**Problem statement:** The records below must be reproduced exactly, excluding any pictures.

**The data:**

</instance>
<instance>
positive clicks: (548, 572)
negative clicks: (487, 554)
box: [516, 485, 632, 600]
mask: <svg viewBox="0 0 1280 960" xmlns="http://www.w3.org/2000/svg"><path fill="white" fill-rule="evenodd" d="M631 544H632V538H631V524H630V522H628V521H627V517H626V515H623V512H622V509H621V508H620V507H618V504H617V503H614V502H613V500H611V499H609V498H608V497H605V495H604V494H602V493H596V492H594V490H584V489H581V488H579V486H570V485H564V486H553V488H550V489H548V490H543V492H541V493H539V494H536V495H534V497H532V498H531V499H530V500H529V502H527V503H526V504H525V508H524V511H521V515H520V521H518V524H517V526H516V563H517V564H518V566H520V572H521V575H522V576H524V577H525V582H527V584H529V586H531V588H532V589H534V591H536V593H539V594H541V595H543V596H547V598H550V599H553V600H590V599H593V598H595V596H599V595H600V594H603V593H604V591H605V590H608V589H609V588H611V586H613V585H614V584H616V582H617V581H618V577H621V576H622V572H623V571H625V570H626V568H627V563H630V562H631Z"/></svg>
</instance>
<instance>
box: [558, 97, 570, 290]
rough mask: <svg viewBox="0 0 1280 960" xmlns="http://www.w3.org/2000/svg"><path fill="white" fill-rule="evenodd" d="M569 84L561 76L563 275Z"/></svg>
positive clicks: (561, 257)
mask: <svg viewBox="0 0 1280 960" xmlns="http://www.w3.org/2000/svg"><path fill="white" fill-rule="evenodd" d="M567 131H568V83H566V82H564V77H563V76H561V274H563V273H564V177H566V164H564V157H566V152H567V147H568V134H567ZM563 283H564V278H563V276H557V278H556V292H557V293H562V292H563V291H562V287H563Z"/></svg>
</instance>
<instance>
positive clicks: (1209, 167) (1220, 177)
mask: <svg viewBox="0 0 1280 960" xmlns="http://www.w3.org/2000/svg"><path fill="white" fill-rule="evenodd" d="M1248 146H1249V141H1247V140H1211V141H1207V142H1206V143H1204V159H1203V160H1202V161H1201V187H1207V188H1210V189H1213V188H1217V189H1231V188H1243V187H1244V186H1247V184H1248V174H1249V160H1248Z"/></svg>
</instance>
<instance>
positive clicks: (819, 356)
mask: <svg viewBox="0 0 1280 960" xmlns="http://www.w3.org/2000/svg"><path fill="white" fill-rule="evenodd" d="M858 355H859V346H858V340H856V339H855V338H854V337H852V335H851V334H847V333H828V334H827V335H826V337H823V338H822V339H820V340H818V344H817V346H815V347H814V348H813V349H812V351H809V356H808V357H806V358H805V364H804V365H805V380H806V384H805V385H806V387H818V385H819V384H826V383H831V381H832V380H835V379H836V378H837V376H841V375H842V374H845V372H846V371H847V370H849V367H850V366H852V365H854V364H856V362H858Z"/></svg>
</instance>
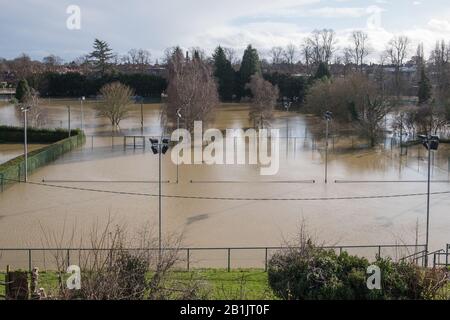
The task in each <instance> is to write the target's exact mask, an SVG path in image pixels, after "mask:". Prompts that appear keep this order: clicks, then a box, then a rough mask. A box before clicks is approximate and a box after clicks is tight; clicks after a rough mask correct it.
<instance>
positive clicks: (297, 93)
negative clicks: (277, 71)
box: [264, 72, 307, 105]
mask: <svg viewBox="0 0 450 320" xmlns="http://www.w3.org/2000/svg"><path fill="white" fill-rule="evenodd" d="M264 79H266V80H267V81H269V82H270V83H272V84H273V85H274V86H277V87H278V89H279V90H280V96H281V97H287V98H289V99H293V98H294V97H297V98H298V101H297V102H298V105H301V104H302V103H303V101H304V99H305V96H306V90H307V81H306V79H305V78H304V77H294V76H292V75H289V74H283V73H278V72H274V73H267V74H264Z"/></svg>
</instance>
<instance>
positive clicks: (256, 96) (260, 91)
mask: <svg viewBox="0 0 450 320" xmlns="http://www.w3.org/2000/svg"><path fill="white" fill-rule="evenodd" d="M246 87H247V88H248V89H249V90H250V91H251V93H252V96H253V98H252V104H251V108H250V121H252V122H253V124H254V127H257V128H264V127H267V126H270V120H272V118H273V110H274V108H275V105H276V103H277V99H278V94H279V91H278V87H277V86H273V85H272V84H271V83H270V82H269V81H266V80H264V79H263V78H262V76H260V75H259V74H255V75H253V76H252V77H251V80H250V82H249V83H248V84H247V86H246Z"/></svg>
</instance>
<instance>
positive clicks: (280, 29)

**The completed task:**
</instance>
<instance>
positive clicks: (548, 572)
negative clicks: (487, 554)
box: [516, 485, 632, 600]
mask: <svg viewBox="0 0 1280 960" xmlns="http://www.w3.org/2000/svg"><path fill="white" fill-rule="evenodd" d="M631 544H632V538H631V524H630V522H628V521H627V517H626V515H623V512H622V509H621V508H620V507H618V504H617V503H614V502H613V500H611V499H609V498H608V497H605V495H604V494H602V493H596V492H594V490H584V489H581V488H579V486H570V485H564V486H553V488H550V489H548V490H543V492H541V493H539V494H536V495H534V497H532V498H531V499H530V500H529V502H527V503H526V504H525V508H524V511H521V515H520V521H518V524H517V526H516V563H517V564H518V566H520V572H521V575H522V576H524V577H525V582H527V584H529V586H531V588H532V589H534V591H536V593H539V594H541V595H543V596H547V598H550V599H553V600H590V599H593V598H595V596H599V595H600V594H603V593H604V591H605V590H608V589H609V588H611V586H613V585H614V584H616V582H617V581H618V577H621V576H622V572H623V571H625V570H626V568H627V563H630V562H631Z"/></svg>
</instance>
<instance>
box: [558, 97, 570, 290]
rough mask: <svg viewBox="0 0 1280 960" xmlns="http://www.w3.org/2000/svg"><path fill="white" fill-rule="evenodd" d="M569 84L561 76L563 275Z"/></svg>
positive clicks: (561, 257)
mask: <svg viewBox="0 0 1280 960" xmlns="http://www.w3.org/2000/svg"><path fill="white" fill-rule="evenodd" d="M567 131H568V83H566V82H564V77H563V76H561V274H563V273H564V177H566V164H564V157H566V152H567V147H568V134H567ZM563 283H564V278H563V276H557V278H556V292H557V293H562V292H563V291H562V287H563Z"/></svg>
</instance>
<instance>
positive clicks: (1209, 167) (1220, 177)
mask: <svg viewBox="0 0 1280 960" xmlns="http://www.w3.org/2000/svg"><path fill="white" fill-rule="evenodd" d="M1248 146H1249V141H1247V140H1211V141H1207V142H1206V143H1204V159H1203V160H1202V161H1201V187H1207V188H1210V189H1213V188H1217V189H1231V188H1243V187H1244V186H1247V184H1248V174H1249V160H1248Z"/></svg>
</instance>
<instance>
positive clicks: (819, 356)
mask: <svg viewBox="0 0 1280 960" xmlns="http://www.w3.org/2000/svg"><path fill="white" fill-rule="evenodd" d="M858 355H859V346H858V340H856V339H855V338H854V337H852V335H851V334H847V333H828V334H827V335H826V337H823V338H822V339H820V340H818V344H817V346H815V347H814V348H813V349H812V351H809V356H808V357H806V358H805V364H804V365H805V380H806V384H805V385H806V387H818V385H819V384H826V383H831V381H832V380H835V379H836V378H837V376H841V375H842V374H845V372H846V371H847V370H849V367H850V366H852V365H854V364H856V362H858Z"/></svg>
</instance>
The task in each <instance> is to write the target's exact mask, an SVG path in image pixels, after "mask:". Prompts that appear keep this order: clicks, then a box, then a rough mask. A box before clicks is approximate and a box after clicks is tight; clicks after a rough mask correct it.
<instance>
positive clicks: (297, 93)
negative clicks: (277, 71)
box: [264, 72, 307, 105]
mask: <svg viewBox="0 0 450 320" xmlns="http://www.w3.org/2000/svg"><path fill="white" fill-rule="evenodd" d="M264 79H266V80H267V81H269V82H270V83H272V84H273V85H274V86H277V87H278V89H279V90H280V96H281V97H287V98H289V99H293V98H294V97H297V98H298V101H297V102H298V105H301V104H302V103H303V101H304V99H305V96H306V90H307V81H306V79H305V78H304V77H294V76H292V75H289V74H283V73H278V72H274V73H267V74H264Z"/></svg>
</instance>
<instance>
positive clicks: (256, 96) (260, 91)
mask: <svg viewBox="0 0 450 320" xmlns="http://www.w3.org/2000/svg"><path fill="white" fill-rule="evenodd" d="M246 87H247V88H248V89H249V90H250V91H251V93H252V96H253V98H252V104H251V108H250V121H252V122H253V124H254V127H257V128H264V127H267V126H270V120H272V118H273V110H274V108H275V105H276V103H277V99H278V94H279V91H278V87H277V86H273V85H272V84H271V83H270V82H269V81H266V80H264V79H263V78H262V76H260V75H259V74H255V75H253V76H252V77H251V80H250V82H249V83H248V84H247V86H246Z"/></svg>
</instance>
<instance>
positive clicks: (280, 29)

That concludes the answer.